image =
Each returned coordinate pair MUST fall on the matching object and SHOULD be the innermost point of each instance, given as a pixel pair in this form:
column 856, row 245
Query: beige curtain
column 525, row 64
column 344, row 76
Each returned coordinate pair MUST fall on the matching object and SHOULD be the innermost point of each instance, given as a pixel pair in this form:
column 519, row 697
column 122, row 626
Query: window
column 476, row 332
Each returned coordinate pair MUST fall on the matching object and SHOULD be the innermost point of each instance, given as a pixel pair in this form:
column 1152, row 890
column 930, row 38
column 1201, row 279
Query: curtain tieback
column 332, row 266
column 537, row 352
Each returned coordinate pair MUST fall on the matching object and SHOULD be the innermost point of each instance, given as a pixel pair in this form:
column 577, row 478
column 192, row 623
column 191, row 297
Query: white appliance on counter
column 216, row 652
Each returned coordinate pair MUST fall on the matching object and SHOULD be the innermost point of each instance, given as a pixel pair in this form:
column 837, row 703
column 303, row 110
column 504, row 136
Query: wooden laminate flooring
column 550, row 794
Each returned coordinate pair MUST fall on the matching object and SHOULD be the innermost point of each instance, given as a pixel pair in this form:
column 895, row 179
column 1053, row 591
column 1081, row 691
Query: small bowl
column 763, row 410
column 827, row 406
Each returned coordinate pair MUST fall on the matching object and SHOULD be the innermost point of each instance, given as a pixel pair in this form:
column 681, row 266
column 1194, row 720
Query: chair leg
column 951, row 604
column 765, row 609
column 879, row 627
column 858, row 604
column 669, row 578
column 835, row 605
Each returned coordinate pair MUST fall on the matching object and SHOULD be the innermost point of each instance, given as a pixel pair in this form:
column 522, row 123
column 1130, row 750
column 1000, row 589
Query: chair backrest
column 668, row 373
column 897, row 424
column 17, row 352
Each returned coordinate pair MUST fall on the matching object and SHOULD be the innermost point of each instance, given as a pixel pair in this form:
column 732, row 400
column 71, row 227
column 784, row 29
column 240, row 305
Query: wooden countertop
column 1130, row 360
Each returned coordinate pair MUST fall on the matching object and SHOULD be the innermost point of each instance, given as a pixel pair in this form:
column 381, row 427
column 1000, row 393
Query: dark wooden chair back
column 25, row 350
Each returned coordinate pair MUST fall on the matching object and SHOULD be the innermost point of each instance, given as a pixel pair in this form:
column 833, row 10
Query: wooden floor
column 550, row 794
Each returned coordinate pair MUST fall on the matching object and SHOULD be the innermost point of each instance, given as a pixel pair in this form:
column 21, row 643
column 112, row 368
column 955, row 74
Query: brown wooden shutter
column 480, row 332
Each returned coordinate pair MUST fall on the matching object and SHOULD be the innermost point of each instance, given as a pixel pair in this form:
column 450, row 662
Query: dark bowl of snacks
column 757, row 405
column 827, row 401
★ ★ ★ ★ ★ ★ ★
In full and without alteration, retype the entries above.

image =
Each returned coordinate pair MUST fall on the matching object and SHOULD be the innermost point of each instance, given as a pixel pair in this form:
column 856, row 245
Query: beige curtain
column 525, row 64
column 344, row 76
Each returned coordinate pair MUST fall on the matching object and SHOULD be the innermost point of each instance, given as a pixel pair in this form:
column 519, row 697
column 122, row 626
Query: window
column 476, row 332
Each returned coordinate pair MUST fall on the matching object and SHOULD be the innermost point of each instance, given as a pixel pair in this form:
column 1152, row 890
column 930, row 38
column 1201, row 279
Query: curtain tieback
column 332, row 266
column 537, row 352
Each returned coordinate pair MUST fall on the matching object and SHOULD be the innermost point of each instance, given as a pixel pair in this form:
column 577, row 478
column 192, row 623
column 191, row 297
Query: white appliance on counter
column 216, row 652
Each returned coordinate pair MUST fall on the matching object and SHOULD be the innermost point of each instance, given as a pixel pair in this form:
column 837, row 703
column 303, row 110
column 504, row 136
Query: wooden laminate flooring
column 550, row 794
Each returned coordinate pair MUST fall on the matching object and SHOULD be the innermost point of each instance, given as a pixel pair in this form:
column 895, row 179
column 1053, row 591
column 1081, row 691
Query: small bowl
column 763, row 410
column 827, row 406
Each returned coordinate pair MUST fall on the matching object and SHOULD be the innermost point of each instance, given as a pixel pair in this form:
column 681, row 266
column 1194, row 720
Query: chair leg
column 951, row 604
column 765, row 609
column 879, row 627
column 858, row 604
column 669, row 578
column 835, row 605
Each returned coordinate pair MUST fall on the matching object and SHOULD be the innermost point of each instance, given as a pixel pair in this form:
column 522, row 123
column 1130, row 750
column 1000, row 589
Query: chair backrest
column 668, row 373
column 897, row 424
column 17, row 352
Each returned coordinate pair MUST fall on the matching object and SHOULD be the innermost point of each instance, given as a pixel pair in this form:
column 732, row 400
column 71, row 227
column 784, row 29
column 240, row 305
Query: wooden countertop
column 1130, row 360
Each returned coordinate pair MUST fall on the matching object and SHOULD be the innermost point of each instance, given as a pixel pair in this form:
column 381, row 427
column 1000, row 393
Query: dark wooden chair back
column 25, row 350
Each returned coordinate pair MUST fall on the matching object and SHOULD be the innermost point of each instance, given as a pixel pair in this form:
column 833, row 10
Query: wooden floor
column 550, row 794
Each returned coordinate pair MUST fall on the matching object and SHOULD be the innermost point of each instance, given as a pixel pair in this form:
column 21, row 643
column 112, row 368
column 955, row 74
Query: brown wooden shutter
column 480, row 332
Each returned coordinate pair MUST fall on the matching object and SHOULD be the innermost point of each instance, given as a pixel pair in this form:
column 450, row 662
Query: dark bowl of snacks
column 757, row 405
column 827, row 401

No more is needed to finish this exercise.